Exercise objective: In your answer, every line of the records should be written out exactly.

Exercise data:
____________________
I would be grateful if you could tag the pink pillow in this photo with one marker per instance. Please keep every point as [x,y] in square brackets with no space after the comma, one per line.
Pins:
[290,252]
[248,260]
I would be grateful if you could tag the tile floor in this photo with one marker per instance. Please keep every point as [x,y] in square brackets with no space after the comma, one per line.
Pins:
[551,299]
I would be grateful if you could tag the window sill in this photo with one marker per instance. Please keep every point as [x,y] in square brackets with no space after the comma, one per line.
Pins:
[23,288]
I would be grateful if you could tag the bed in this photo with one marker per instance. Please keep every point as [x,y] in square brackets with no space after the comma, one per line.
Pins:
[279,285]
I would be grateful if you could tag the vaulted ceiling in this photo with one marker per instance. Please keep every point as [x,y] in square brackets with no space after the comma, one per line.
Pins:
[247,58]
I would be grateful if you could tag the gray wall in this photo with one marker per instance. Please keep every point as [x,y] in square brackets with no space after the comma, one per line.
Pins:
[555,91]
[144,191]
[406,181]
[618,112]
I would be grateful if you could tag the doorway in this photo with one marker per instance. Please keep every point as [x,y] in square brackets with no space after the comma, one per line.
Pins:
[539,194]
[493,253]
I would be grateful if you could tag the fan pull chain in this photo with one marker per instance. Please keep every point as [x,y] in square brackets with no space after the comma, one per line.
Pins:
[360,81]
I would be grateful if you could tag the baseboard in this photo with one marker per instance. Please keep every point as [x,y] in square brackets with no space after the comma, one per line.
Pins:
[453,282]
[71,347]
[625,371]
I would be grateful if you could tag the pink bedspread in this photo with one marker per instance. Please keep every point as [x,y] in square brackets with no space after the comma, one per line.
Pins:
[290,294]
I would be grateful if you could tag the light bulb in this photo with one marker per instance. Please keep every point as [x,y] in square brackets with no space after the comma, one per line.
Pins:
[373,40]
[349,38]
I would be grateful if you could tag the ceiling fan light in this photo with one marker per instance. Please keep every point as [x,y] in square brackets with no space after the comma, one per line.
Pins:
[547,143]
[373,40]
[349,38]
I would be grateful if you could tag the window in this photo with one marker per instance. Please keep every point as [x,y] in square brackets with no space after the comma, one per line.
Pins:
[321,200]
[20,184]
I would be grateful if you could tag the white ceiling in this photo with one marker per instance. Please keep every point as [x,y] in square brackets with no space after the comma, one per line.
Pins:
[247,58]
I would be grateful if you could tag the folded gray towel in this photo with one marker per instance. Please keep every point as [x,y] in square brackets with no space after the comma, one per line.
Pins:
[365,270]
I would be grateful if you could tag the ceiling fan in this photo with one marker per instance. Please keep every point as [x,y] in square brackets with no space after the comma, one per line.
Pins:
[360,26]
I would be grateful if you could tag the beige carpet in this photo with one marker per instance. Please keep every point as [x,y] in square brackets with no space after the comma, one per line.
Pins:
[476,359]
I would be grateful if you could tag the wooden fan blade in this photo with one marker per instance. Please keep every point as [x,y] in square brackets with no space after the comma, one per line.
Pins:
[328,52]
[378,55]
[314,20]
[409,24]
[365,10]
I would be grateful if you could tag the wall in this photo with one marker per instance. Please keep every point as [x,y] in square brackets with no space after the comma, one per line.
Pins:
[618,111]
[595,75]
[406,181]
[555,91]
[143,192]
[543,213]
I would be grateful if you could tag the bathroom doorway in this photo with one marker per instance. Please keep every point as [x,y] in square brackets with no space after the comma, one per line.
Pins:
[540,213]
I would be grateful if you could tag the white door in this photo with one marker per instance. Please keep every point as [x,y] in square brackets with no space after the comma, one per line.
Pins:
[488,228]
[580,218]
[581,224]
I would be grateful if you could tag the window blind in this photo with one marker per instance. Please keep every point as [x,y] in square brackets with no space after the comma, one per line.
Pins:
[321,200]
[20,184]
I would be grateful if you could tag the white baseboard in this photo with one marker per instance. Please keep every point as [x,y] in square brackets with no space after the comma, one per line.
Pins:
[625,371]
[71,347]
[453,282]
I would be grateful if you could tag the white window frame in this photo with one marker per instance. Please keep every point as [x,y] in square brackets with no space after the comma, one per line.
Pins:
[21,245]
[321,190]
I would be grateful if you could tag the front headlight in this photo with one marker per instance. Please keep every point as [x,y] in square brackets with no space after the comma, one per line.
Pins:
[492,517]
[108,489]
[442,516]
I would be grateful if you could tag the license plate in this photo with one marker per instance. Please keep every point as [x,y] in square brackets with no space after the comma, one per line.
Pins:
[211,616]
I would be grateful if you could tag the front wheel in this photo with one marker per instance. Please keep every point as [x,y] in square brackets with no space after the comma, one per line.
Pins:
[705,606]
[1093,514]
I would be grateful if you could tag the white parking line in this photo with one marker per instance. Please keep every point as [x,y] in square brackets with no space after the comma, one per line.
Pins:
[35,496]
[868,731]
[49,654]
____________________
Exercise answer:
I would be grateful if you could tag the pink pillow in this photo with one marker per instance. Please keep every point as [x,y] in square brackets with no space after the comma, one per line.
Pins:
[290,252]
[248,260]
I would be grateful if you could tag the tile floor in this photo with one marker per instance. Please keep every point as [x,y] in square brackets with no space after the comma, one per line.
Pins:
[551,299]
I would be grateful if you could tag the window sill in this photo with one marker per instance. Please keep every point as [x,y] in square brackets with no space after the comma, one per line.
Pins:
[23,288]
I would be grateful if you could tag the bed in this photo with one marker per instance. Please keep every point as [x,y] in square brackets with no space after the comma, one per line.
Pins:
[279,285]
I would be grateful if you could tag the vaulted ceiling in this photo with one marker per instance. Please keep every point as [x,y] in square brackets with no space after the comma, one per line.
Pins:
[247,58]
I would be grateful if you could tag the gray wall in this photo with one marker per instance. Please keep every point as [x,y] in square brackets with no space after the comma, one per line.
Pins:
[555,91]
[144,191]
[406,181]
[618,112]
I would be grateful if you could tag the doorway in this photo with one marker per instance. Please keep every point as [x,y] in square brackets with no space after the comma, one per line.
Pins:
[539,194]
[493,253]
I would be grateful if you could tag the fan pull chain in this photo with one marker per instance. Please keep every point as [x,y] in square brackets with no space after the comma, one per line.
Pins:
[360,81]
I would be grateful if you could tag the baseboard in this photo with one marker per instance. Please keep every point as [x,y] in square brackets with no space after the comma, one per line.
Pins:
[453,282]
[71,347]
[625,371]
I would be grateful if you could tag the pink bedspread in this photo with one marker per instance. Please keep every point as [x,y] in square brackets with no space after the comma, one per line.
Pins:
[290,294]
I would be grateful if you could tag the light bulb in this photo with one marker per instance. Please keep every point as [x,y] in square brackets with no space after the comma, one per line.
Pins:
[373,40]
[349,38]
I would be grateful if you could tag the ceiling fan light in this photo with one marker per instance. Please keep every point as [x,y] in square brackets with no space after the comma, one per line.
Pins:
[547,143]
[373,40]
[349,38]
I would be grateful if you could tag the window in this photo with one marker per instance. Please keep every point as [x,y] in square brackets with no space after the comma, one per line.
Pins:
[321,200]
[20,184]
I would be grateful if you could tag the white ceiling in this photo with one marker per instance. Please keep every point as [x,y] in square brackets with no space after the comma, one per line.
Pins:
[247,58]
I would be grateful if you could tag the folded gray towel in this photo with one marker per instance. Please keep every point as [x,y] in square brackets with no space after the comma, one per line.
Pins:
[365,270]
I would be grateful if you could tag the ceiling fan in this photo with one marker per instance. Please keep every point as [x,y] in square brackets with no space after the comma, one per line.
Pins:
[360,26]
I would be grateful if you could tag the beige carpet in this photo with one marker per instance. Please keep every point as [x,y] in square brackets with no space after the comma, one per line.
Pins:
[476,359]
I would be grateful if you could tag the wooden fan blade in this photo with one marker per instance. Please keep every point as [x,y] in square brackets with no space after the comma, one per line.
Pins:
[328,52]
[378,55]
[314,20]
[409,24]
[365,10]
I would be grateful if you could tag the wall in this photo with one marker per instance. Please keep every point as [x,y] in square brackets with no space after the comma, one per line.
Pins:
[618,111]
[595,75]
[406,181]
[555,91]
[143,192]
[543,213]
I would be grateful if you could tag the bathroom doorway in this photo with one marker per instance. Please keep every point as [x,y] in square brackets with no space after the comma, one per line.
Pins:
[540,213]
I would be grateful if you could tag the white door in this photo with one marker per instance. Please keep every point as [x,y] in square brackets with no space after the comma, one per line.
Pins:
[488,228]
[580,218]
[581,224]
I would be grateful if you could tag the window blind in this photo with one marker per instance. Please keep every point as [x,y] in square brackets with no space after the comma, one per line.
Pins:
[321,200]
[20,184]
I would be grateful if you could tag the white baseboard in this photo with one marker per instance. Please keep every point as [x,y] in square brackets with no space after the comma, one per line.
Pins:
[625,371]
[71,347]
[453,282]
I would be grateful if you could tag the white window frame in this photo with one marker per instance. Please keep every point as [x,y] in square brackets with no space after the comma, one per line.
Pins:
[21,245]
[321,190]
I would be grateful if you could tag the front headlight in this photo with one marker per instance. Please keep every point as [x,y] in square brackets with no space after the comma, one per line.
Pins:
[492,517]
[108,489]
[442,516]
I would be grateful if you could tag the license plate in this photo with one marker per instance. Please keep every point as [x,y] in square brackets with no space after the comma, one per line.
Pins:
[211,616]
I would be grateful if you could tag the front wheel in this photo with one marker per instance. Please keep every point as [x,y] in square brackets with no space after the comma, one per line.
Pins:
[705,606]
[1093,514]
I would be grateful if you could tag the white parking line in this photo with one marker per instance. Please keep every point as [x,y] in square brackets with no space after the comma, one per line.
Pins:
[35,496]
[868,731]
[49,654]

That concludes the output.